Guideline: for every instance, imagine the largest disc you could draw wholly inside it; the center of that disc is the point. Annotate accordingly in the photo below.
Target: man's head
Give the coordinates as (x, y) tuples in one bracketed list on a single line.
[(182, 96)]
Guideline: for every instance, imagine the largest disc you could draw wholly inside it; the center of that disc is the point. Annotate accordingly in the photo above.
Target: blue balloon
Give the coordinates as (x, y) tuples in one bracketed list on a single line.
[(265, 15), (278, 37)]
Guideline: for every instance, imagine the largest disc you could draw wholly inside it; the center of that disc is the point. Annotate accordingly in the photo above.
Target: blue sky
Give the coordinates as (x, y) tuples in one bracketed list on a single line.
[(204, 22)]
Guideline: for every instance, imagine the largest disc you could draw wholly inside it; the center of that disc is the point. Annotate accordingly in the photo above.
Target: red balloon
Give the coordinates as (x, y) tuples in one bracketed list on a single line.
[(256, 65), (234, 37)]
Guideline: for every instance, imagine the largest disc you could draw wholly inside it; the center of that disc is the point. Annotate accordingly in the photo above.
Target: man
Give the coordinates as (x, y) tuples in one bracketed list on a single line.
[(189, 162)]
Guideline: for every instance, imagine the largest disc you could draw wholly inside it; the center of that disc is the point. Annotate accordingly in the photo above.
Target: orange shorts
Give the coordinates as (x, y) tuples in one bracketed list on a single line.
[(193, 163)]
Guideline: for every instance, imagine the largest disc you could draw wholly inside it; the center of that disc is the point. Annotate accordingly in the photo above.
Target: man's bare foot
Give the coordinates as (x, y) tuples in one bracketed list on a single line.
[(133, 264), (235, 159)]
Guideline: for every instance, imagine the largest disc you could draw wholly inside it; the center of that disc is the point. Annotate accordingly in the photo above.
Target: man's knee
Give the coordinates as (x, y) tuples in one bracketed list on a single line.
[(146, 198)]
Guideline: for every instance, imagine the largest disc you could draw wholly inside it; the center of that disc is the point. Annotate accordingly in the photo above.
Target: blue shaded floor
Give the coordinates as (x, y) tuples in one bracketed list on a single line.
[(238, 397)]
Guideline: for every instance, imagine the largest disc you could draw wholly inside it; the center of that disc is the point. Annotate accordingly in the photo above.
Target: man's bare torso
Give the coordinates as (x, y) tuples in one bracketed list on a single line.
....................
■ **Exercise prompt**:
Copy all of the rows above verbatim, changing nothing.

■ **Task result**:
Guideline: for every instance, imagine the largest disc you could draw wholly inside it; the center of that disc is the point. Annotate accordingly in the photo below.
Target: man's head
Give the coordinates as (x, y) tuples in one bracketed list on a single line.
[(182, 96)]
Guideline: for every instance, imagine the largest disc you could draw wholly inside it; the center of that disc is the point. Annotate accordingly in the photo above.
Target: blue balloon
Give the coordinates as (x, y) tuples in one bracketed list on a single line.
[(265, 15), (278, 37)]
Guideline: for every instance, imagine the largest disc you could draw wholly inside it; the center of that disc is the point. Annotate accordingly in the photo above.
Target: blue sky
Give the coordinates as (x, y) tuples in one bracketed list on a single line.
[(204, 22)]
Guideline: for every instance, imagine the largest disc you could draw wholly inside it; the center of that disc is the point. Annotate accordingly in the photo above.
Target: red balloon
Give the coordinates as (x, y) tuples in one bracketed list on a single line.
[(256, 65), (234, 37)]
Guideline: for every instance, imagine the largest disc you could draw wholly inside it; the center of that disc is the point. Annotate accordingly in the photo above.
Target: man
Give the coordinates as (x, y) tuples in one bracketed list on a single line.
[(189, 162)]
Guideline: for every instance, imagine the largest disc you could draw wholly inside it; the center of that disc is the point. Annotate accordingly in the photo above.
Target: orange shorts
Give the coordinates as (x, y) tuples in one bracketed list on a single line.
[(193, 163)]
Guideline: for every instance, imagine the largest disc you could draw wholly inside it; the center of that disc is the point. Annotate accordingly in the photo above.
Target: man's bare foot
Give the coordinates as (x, y) tuples in one bracketed list on a single line.
[(133, 264), (235, 159)]
Guideline: for every instance, imagine the largest disc you could draw wholly inside it; the center of that disc is the point. Annotate accordingly in the photo above.
Target: man's knee
Give the coordinates as (x, y) tuples in one bracketed list on a single line.
[(146, 198)]
Guideline: for every instance, imagine the largest disc you could draw wholly inside it; the center of that disc is the point. Annotate accordingly in the photo above.
Target: blue shaded floor
Give the coordinates as (x, y) tuples in one bracketed list on a single line.
[(238, 397)]
Guideline: for every instance, imagine the largest disc you could draw wholly inside it; the center of that disc is the point. Annotate accordingly in the photo above.
Target: man's bare torso
Give the coordinates as (x, y) tuples in one bracketed list on a single line.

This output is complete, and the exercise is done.